Available data =
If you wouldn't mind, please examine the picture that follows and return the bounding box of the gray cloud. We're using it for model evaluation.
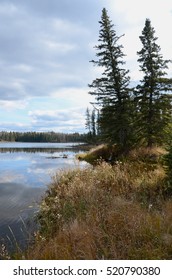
[0,0,131,132]
[2,0,101,24]
[0,0,171,134]
[29,108,85,132]
[0,80,27,100]
[0,0,102,103]
[0,122,31,131]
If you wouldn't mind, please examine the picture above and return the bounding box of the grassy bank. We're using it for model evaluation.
[4,145,172,259]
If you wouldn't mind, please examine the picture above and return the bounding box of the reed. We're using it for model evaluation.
[20,146,172,259]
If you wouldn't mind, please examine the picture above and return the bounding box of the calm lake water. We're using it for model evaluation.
[0,142,88,252]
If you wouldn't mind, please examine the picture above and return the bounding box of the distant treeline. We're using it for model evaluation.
[0,131,87,143]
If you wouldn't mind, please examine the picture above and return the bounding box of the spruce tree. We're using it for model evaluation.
[136,18,172,147]
[91,109,96,137]
[85,107,97,141]
[89,8,132,148]
[85,107,91,134]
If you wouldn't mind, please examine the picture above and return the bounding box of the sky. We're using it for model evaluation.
[0,0,172,133]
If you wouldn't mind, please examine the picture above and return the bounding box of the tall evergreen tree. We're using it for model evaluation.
[91,109,96,137]
[85,107,91,134]
[89,8,132,148]
[136,18,172,146]
[85,107,97,141]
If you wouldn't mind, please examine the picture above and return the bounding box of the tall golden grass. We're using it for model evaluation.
[14,146,172,260]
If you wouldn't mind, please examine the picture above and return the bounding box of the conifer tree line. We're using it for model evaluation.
[86,8,172,148]
[0,131,86,143]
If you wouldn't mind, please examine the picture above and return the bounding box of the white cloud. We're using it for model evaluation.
[43,40,77,54]
[0,100,28,110]
[51,18,90,38]
[0,122,31,131]
[0,80,27,101]
[108,0,172,24]
[12,64,33,73]
[28,107,86,132]
[104,0,172,81]
[50,87,95,106]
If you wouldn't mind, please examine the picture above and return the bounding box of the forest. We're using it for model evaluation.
[0,131,86,143]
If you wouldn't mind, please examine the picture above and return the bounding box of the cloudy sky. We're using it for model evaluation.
[0,0,172,133]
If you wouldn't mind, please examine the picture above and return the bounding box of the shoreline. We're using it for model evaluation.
[3,145,172,260]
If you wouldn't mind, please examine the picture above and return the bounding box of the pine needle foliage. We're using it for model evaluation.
[136,18,172,147]
[89,8,133,148]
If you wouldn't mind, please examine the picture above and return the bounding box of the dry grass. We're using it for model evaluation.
[77,144,167,165]
[126,146,167,163]
[77,144,117,164]
[16,147,172,260]
[25,197,172,260]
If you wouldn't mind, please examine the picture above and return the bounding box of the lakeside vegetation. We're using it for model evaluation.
[4,144,172,260]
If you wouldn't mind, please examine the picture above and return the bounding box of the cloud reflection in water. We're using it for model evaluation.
[0,144,89,250]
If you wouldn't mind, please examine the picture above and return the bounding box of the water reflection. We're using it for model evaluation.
[0,182,42,224]
[0,143,88,253]
[0,182,43,252]
[0,147,71,153]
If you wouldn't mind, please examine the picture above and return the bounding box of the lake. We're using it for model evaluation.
[0,142,88,252]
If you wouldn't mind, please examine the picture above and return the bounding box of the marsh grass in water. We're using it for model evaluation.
[0,215,36,260]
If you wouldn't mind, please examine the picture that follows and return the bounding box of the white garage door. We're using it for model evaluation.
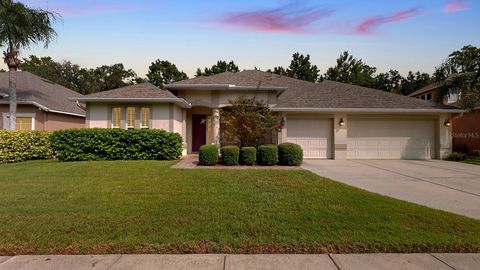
[286,118,332,159]
[347,118,436,159]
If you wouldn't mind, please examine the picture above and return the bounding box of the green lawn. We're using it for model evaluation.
[0,160,479,255]
[463,156,480,165]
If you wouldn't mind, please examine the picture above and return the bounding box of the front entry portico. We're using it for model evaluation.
[186,106,220,154]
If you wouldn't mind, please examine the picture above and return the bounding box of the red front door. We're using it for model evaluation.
[192,115,207,152]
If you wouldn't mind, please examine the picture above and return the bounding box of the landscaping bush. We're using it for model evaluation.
[0,130,53,163]
[221,146,240,166]
[278,143,303,166]
[257,144,278,166]
[444,151,467,162]
[240,147,257,166]
[199,144,219,166]
[50,128,182,161]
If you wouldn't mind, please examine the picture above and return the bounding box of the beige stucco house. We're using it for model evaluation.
[0,71,85,131]
[72,70,462,160]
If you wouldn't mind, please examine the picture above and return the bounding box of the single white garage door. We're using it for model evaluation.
[287,118,332,159]
[347,118,436,159]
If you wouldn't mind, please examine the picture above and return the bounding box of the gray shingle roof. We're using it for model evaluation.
[172,70,289,87]
[0,71,85,116]
[82,83,178,99]
[171,70,455,110]
[279,80,454,110]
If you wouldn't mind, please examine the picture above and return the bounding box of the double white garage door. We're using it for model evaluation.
[287,117,436,159]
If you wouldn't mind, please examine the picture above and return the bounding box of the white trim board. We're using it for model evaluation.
[0,101,86,117]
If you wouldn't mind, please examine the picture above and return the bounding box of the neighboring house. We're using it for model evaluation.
[410,82,480,155]
[72,70,461,160]
[0,71,85,131]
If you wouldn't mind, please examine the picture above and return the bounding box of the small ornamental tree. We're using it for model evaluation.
[220,96,277,147]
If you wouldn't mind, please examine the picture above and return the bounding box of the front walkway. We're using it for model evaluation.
[0,253,478,270]
[302,159,480,220]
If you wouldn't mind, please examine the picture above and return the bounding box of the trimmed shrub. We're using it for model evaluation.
[240,147,257,166]
[0,130,53,163]
[50,128,183,162]
[257,144,278,166]
[199,144,219,166]
[278,143,303,166]
[221,146,240,166]
[444,151,467,162]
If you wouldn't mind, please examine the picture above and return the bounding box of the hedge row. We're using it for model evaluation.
[0,130,53,163]
[50,128,183,161]
[221,146,240,166]
[198,143,303,166]
[198,145,219,166]
[444,151,467,161]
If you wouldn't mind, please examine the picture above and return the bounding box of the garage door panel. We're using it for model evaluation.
[347,119,436,160]
[288,138,329,147]
[286,118,332,159]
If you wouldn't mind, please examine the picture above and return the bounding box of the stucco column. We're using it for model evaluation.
[182,109,188,156]
[212,108,220,147]
[333,113,347,160]
[439,113,453,159]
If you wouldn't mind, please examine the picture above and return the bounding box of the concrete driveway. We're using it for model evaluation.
[302,160,480,220]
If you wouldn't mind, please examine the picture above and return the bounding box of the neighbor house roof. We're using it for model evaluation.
[170,70,461,113]
[408,82,442,97]
[0,71,85,116]
[409,73,466,97]
[72,83,191,108]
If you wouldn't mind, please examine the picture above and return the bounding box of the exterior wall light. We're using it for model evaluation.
[444,120,452,127]
[276,117,286,132]
[339,118,345,126]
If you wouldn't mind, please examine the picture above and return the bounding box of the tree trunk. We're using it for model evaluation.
[8,67,17,130]
[4,50,20,131]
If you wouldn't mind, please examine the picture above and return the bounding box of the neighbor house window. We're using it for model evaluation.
[112,107,121,128]
[16,117,33,130]
[126,107,136,129]
[426,93,432,101]
[447,88,460,104]
[140,107,151,128]
[2,113,35,130]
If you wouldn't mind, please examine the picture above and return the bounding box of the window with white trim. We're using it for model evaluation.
[16,117,33,130]
[112,107,121,128]
[2,113,35,130]
[140,107,151,128]
[126,107,136,129]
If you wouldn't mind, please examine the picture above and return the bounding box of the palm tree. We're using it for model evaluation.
[0,0,58,130]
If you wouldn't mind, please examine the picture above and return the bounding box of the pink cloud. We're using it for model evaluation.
[354,8,421,35]
[218,4,332,34]
[443,0,468,13]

Problem description =
Transcribe the material exactly, keeping every word and none of the pictures.

Result for this exercise =
If you wouldn't mind, please examine the picture that follows and return the bounding box of the gray cloud. We're using it for model evaluation.
[0,0,131,132]
[2,0,101,24]
[0,0,171,134]
[29,108,85,132]
[0,80,27,100]
[0,0,102,103]
[0,122,31,131]
If you wouldn't mind, please examine the picture above and return the bounding box of the grassy bank. We're using it for model evaluation.
[4,145,172,259]
If you wouldn't mind, please examine the picture above and return the bounding box of the reed. We're using it for model evaluation.
[20,146,172,259]
If you wouldn't mind, please examine the picture above and return the bounding box of the calm lake water. We're using it for model evaluation.
[0,142,88,252]
If you wouldn't mind, please examine the picture above and return the bounding box of the distant treeline. We're using it for model evaluation.
[0,131,87,143]
If you wouldn't mind, please examine the picture above and return the bounding box of the spruce tree. We're using it for model evaluation.
[136,18,172,147]
[91,109,96,137]
[85,107,97,141]
[89,8,132,148]
[85,107,91,134]
If you wouldn't mind, please examine the picture above and return the bounding box of the sky. We're using it for model evaluation.
[0,0,172,133]
If you wouldn't mind, please examine the picture above and return the bounding box of the tall evergreen tree. We're using it for model evaluation.
[91,109,96,137]
[85,107,91,134]
[89,8,132,148]
[136,18,172,146]
[85,107,97,141]
If you wouldn't mind, please examine the picture above and return the bounding box of the tall golden grass. We're using it for model evaluation.
[14,146,172,260]
If you wouldn't mind, please examine the picture above and return the bounding box of the conifer tree line. We're using it for model evaluation.
[86,8,172,148]
[0,131,86,143]
If you wouldn't mind, please examine the picture above and return the bounding box of the white cloud. We're using it for model evaluation.
[43,40,77,54]
[0,100,28,110]
[51,18,90,38]
[0,122,31,131]
[0,80,27,101]
[108,0,172,24]
[12,64,33,73]
[28,107,86,132]
[104,0,172,81]
[50,87,95,106]
If you wouldn't mind, please examine the picture above and return the bounding box of the forest. We're using it for model evaluation.
[0,131,86,143]
If you wouldn't mind, please examine the picture above and return the bounding box of the cloudy sky. We're using it for model evaluation.
[0,0,172,133]
If you wouldn't mind, please examine the picture above and return the bounding box of the shoreline. We're using it for model evaluation.
[3,145,172,260]
If you wouldn't mind, please examine the picture above and return the bounding box of the pine needle foliage. We're using it for model evaluation.
[136,18,172,147]
[89,8,133,148]
If you wouldn't mind, please examine the picture above and return the bounding box of the dry grass. We're using it for model evaluation.
[77,144,167,165]
[126,146,167,163]
[77,144,117,164]
[16,147,172,260]
[25,197,172,260]
If you wouldn't mind, please examine the picture above and return the bounding box of the lakeside vegetation. We're using it for model evaluation.
[4,144,172,260]
If you wouldn't mind, please examine the picture above and return the bounding box of the cloud reflection in water. We're using it for model evaluation.
[0,144,89,250]
If you wouldn't mind, please examine the picture above and return the bounding box of the water reflection. We're using it for model evaluation.
[0,182,42,224]
[0,143,88,253]
[0,182,43,252]
[0,147,71,153]
If you wouldn't mind, please examine the picture above and return the bounding box of the lake. We're using it for model evaluation.
[0,142,88,252]
If you wouldn't mind, please examine the picture above and return the bounding box of the marsh grass in water. We're using it for model evaluation.
[0,215,36,260]
If you wouldn't mind, please examine the picture that follows and return the bounding box of the white garage door. We're using it for model evaluation.
[286,118,332,159]
[347,118,436,159]
If you wouldn't mind, please examine the picture above and return the bounding box of the green lawn. We're using it for model evaluation.
[0,160,479,255]
[463,156,480,165]
If you wouldn't mind, please examine the picture above and return the bounding box of the front entry portico. We're using it for model evaluation.
[186,106,220,154]
If you wouldn't mind, please examine the picture above and return the bounding box of the red front door. We're using it for model evaluation.
[192,115,207,152]
If you wouldn't mind, please examine the picture above and return the bounding box of the landscaping bush. We're using it for model evaluation.
[0,130,53,163]
[221,146,240,166]
[278,143,303,166]
[257,144,278,166]
[444,151,467,162]
[240,147,257,166]
[199,144,219,166]
[50,128,182,161]
If you wouldn't mind, please examine the picture above and return the bounding box of the beige stucco house. We're using it for model evaluation.
[0,71,85,131]
[72,70,462,160]
If you wouldn't mind, please examine the picture above and return the bounding box of the single white garage door. We're using it for model evaluation.
[287,118,332,159]
[347,118,436,159]
If you wouldn't mind, please examine the picture above and return the bounding box of the gray shingle roof. We're using it for model evaluation.
[172,70,289,87]
[0,71,85,116]
[82,83,178,99]
[171,70,455,110]
[279,80,454,110]
If you wouldn't mind, please examine the picture above and return the bounding box of the double white garage door. We're using it for model evaluation.
[287,117,436,159]
If you wouldn't mind, please examine the picture above and return the bounding box of the white trim board. We're using it for model evaluation.
[0,101,86,117]
If you wouldn't mind, please examine the picture above and return the bounding box of the neighboring house. We're using it for model evaluation.
[410,82,480,155]
[72,70,461,160]
[0,71,85,131]
If you wouldn't mind, please examine the picture above and return the bounding box of the small ornamental tree. We're using it for model evaluation.
[220,96,277,147]
If you wouldn't mind, please examine the picture above and return the bounding box of the front walkway. We're using it for model evaluation.
[0,253,478,270]
[302,159,480,220]
If you wouldn't mind, please examine the picture above and return the bounding box of the trimmed shrub. We're using it for model evaluation.
[240,147,257,166]
[0,130,53,163]
[50,128,183,162]
[257,144,278,166]
[199,144,219,166]
[278,143,303,166]
[221,146,240,166]
[444,151,467,162]
If you wouldn't mind, please examine the picture above and return the bounding box of the hedge row. We're using it for model evaluation.
[0,130,53,163]
[50,128,183,161]
[221,146,240,166]
[198,143,303,166]
[198,145,219,166]
[444,151,467,161]
If you wouldn't mind, please examine the picture above and return the bounding box of the garage door panel. We're using it for model evaluation.
[347,119,436,160]
[288,138,329,147]
[286,118,332,159]
If you wouldn't mind, please examine the picture above and return the bounding box of the stucco column. We're using it for model evaluation.
[182,109,188,156]
[212,108,220,147]
[333,113,347,160]
[439,113,453,159]
If you wouldn't mind, please examine the picture above and return the bounding box of the concrete driveway. We're using it for model evaluation.
[302,160,480,220]
If you wouldn't mind, please examine the picture above and return the bounding box of the neighbor house roof. We're using it for model evaluation.
[170,70,461,113]
[408,82,442,97]
[0,71,85,116]
[409,73,466,97]
[72,83,191,108]
If you wouldn't mind, please examine the picture above and return the bounding box of the exterior wall light. We're using it for model evaluation.
[444,120,452,127]
[276,117,286,132]
[339,118,345,126]
If you wouldn't mind, please examine the picture above and return the bounding box of the tree trunk. We're using it for model evaluation.
[8,67,17,130]
[4,50,20,131]
If you wouldn't mind, please examine the picture above and return the bounding box of the neighbor house window. We're using it for model evaluation.
[112,107,121,128]
[16,117,33,130]
[126,107,136,129]
[426,93,432,101]
[447,88,460,104]
[140,107,151,128]
[2,113,35,130]
If you wouldn't mind, please examine the picture above and return the bounding box of the window with white trim. We're using it for model evaluation.
[16,117,33,130]
[112,107,121,128]
[2,113,35,130]
[140,107,151,128]
[126,107,136,129]
If you wouldn't mind, please examine the picture above and return the bounding box of the palm tree. We're using it for model evaluation.
[0,0,58,130]
If you wouldn't mind, please examine the picture above and return the bounding box of the pink cloud. We're using it for model evaluation.
[354,8,421,35]
[218,4,332,34]
[443,0,468,13]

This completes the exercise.